— Start The records —

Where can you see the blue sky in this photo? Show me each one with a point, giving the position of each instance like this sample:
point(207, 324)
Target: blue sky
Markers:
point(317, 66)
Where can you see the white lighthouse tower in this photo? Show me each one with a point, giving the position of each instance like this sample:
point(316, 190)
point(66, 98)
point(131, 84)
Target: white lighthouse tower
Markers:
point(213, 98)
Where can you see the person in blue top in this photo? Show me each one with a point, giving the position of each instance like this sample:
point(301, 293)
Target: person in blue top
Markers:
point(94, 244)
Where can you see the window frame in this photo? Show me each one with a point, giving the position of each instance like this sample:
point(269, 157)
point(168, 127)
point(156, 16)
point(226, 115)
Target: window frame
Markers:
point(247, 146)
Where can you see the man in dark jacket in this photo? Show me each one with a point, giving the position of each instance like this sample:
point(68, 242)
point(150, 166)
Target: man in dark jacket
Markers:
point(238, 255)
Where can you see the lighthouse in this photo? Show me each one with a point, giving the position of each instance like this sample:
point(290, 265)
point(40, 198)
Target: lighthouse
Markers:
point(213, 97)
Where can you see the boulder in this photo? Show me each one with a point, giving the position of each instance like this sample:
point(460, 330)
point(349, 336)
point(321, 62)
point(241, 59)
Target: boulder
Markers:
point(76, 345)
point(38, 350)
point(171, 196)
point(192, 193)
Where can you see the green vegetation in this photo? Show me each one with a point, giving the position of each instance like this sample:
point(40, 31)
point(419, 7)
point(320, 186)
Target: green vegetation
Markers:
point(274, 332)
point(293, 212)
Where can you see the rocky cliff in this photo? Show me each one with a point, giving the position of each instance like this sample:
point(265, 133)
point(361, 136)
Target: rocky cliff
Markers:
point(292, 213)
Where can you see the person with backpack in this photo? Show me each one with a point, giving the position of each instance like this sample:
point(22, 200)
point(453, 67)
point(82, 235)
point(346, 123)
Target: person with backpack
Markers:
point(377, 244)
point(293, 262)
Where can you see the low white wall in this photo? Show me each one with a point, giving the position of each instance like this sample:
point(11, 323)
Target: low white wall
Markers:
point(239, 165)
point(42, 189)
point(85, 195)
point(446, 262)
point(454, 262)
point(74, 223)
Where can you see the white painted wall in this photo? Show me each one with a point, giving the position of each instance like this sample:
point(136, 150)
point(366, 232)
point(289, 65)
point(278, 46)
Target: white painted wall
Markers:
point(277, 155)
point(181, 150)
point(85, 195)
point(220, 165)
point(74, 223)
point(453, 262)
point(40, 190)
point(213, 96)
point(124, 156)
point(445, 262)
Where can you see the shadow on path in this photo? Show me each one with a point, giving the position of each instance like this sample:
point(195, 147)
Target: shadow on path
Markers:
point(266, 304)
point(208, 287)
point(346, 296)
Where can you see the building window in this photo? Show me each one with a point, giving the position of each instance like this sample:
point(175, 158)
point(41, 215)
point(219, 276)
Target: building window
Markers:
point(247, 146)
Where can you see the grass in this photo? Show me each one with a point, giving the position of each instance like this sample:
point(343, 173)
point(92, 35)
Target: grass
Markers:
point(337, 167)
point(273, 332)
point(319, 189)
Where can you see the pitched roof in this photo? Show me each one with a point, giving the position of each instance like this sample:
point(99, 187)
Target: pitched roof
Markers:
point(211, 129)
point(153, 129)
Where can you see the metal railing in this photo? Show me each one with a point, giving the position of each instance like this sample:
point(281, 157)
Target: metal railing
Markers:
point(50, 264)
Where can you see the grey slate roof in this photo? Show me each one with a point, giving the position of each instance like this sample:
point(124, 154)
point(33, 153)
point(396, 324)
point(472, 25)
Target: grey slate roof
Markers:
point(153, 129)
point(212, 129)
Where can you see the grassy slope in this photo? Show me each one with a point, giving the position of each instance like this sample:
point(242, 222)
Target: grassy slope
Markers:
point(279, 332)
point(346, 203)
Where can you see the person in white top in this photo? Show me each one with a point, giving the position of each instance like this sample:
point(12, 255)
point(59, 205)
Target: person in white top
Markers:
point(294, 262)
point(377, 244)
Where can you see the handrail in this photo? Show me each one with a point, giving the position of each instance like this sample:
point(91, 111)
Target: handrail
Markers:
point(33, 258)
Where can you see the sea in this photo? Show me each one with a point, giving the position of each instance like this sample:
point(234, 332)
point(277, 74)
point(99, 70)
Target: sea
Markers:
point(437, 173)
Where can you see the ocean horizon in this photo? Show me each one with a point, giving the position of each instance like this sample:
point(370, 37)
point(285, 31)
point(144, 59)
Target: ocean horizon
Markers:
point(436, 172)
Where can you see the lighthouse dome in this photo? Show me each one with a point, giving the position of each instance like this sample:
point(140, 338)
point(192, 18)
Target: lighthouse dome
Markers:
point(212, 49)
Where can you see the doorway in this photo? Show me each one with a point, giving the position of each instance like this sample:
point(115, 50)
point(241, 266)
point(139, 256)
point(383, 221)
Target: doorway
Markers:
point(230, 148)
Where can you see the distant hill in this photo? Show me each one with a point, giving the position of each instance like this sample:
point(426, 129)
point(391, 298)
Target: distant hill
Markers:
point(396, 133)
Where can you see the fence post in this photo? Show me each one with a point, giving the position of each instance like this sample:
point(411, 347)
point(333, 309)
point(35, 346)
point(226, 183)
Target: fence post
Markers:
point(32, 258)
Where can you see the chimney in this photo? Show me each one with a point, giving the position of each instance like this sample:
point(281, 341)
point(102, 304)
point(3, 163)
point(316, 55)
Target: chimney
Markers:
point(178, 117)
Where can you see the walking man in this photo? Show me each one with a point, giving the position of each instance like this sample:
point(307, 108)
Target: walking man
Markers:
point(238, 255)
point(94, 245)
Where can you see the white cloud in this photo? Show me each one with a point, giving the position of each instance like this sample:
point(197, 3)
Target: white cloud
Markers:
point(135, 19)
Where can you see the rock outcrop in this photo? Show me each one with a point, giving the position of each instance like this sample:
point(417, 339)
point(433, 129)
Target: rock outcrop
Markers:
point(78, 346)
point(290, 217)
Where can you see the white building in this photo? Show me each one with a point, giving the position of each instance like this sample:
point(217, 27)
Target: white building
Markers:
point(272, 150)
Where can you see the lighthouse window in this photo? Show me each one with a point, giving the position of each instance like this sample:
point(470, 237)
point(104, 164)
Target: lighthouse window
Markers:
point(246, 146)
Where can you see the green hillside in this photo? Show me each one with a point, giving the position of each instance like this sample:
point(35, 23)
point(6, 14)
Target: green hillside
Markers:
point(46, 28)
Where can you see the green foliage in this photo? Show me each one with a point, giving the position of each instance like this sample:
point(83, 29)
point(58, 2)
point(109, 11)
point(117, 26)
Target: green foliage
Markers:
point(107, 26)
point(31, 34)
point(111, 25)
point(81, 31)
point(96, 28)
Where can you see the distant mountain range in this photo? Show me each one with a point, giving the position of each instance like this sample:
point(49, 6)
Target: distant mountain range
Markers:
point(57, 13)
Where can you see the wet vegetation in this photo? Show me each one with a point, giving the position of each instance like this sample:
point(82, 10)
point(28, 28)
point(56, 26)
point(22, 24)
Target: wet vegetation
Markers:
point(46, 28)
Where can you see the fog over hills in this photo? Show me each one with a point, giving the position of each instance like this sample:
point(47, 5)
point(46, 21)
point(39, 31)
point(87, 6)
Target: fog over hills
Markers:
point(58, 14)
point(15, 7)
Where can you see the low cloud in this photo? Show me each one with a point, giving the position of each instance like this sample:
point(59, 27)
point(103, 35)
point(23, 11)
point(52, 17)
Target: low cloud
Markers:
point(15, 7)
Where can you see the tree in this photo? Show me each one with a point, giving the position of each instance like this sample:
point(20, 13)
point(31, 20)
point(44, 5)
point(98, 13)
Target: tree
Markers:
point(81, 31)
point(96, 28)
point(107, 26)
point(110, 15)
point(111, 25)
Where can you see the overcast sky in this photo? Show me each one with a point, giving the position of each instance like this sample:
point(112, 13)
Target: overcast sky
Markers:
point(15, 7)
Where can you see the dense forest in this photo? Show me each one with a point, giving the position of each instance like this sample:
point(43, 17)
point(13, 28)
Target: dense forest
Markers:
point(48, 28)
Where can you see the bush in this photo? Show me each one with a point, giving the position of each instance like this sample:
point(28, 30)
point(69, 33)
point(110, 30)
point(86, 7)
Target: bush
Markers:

— End The records —

Give exactly the lines from the one with "Where can you see the green foliage" to the end of the entries, nothing before them.

Where can you see the green foliage in this photo? Show me each one with a point, giving the position of each instance like this sample:
point(83, 29)
point(58, 2)
point(109, 11)
point(117, 26)
Target: green foliage
Markers:
point(107, 26)
point(31, 34)
point(111, 25)
point(81, 31)
point(96, 28)
Where can you see the distant mountain range in this photo? Show me each one with a point, giving the position of each instance like this sample:
point(49, 6)
Target: distant mountain range
Markers:
point(57, 13)
Where can you see the wet vegetation in this photo? Show me each one with a point, giving the position of each instance like this sample:
point(82, 10)
point(28, 28)
point(56, 26)
point(22, 24)
Target: wet vegetation
Markers:
point(46, 28)
Where can you see the fog over hills in this photo? Show me each one with a point, giving the position of each instance like this sample:
point(47, 5)
point(46, 21)
point(39, 31)
point(87, 6)
Target: fog over hills
Markers:
point(58, 14)
point(15, 7)
Where can you see the low cloud in this photo? Show me each one with a point, giving the position of each instance like this sample:
point(59, 27)
point(103, 35)
point(23, 11)
point(52, 17)
Target: low cloud
Markers:
point(15, 7)
Where can you see the tree in this photo? Show me each one with a point, giving the position of each instance like this sample:
point(20, 13)
point(31, 20)
point(44, 5)
point(98, 13)
Target: tree
Markers:
point(81, 31)
point(96, 28)
point(107, 26)
point(110, 15)
point(111, 25)
Where can you see the overcast sky in this photo? Show me each one with a point, giving the position of each instance like this sample:
point(112, 13)
Target: overcast sky
Markers:
point(15, 7)
Where can you see the dense forest in this photo? Show me each one with a point, giving the position of each instance like this sample:
point(43, 17)
point(13, 28)
Target: dense forest
Markers:
point(48, 28)
Where can you see the bush in this photo? Show me each one with a point, giving the position of each instance like this sample:
point(28, 30)
point(69, 33)
point(110, 30)
point(86, 7)
Target: bush
Markers:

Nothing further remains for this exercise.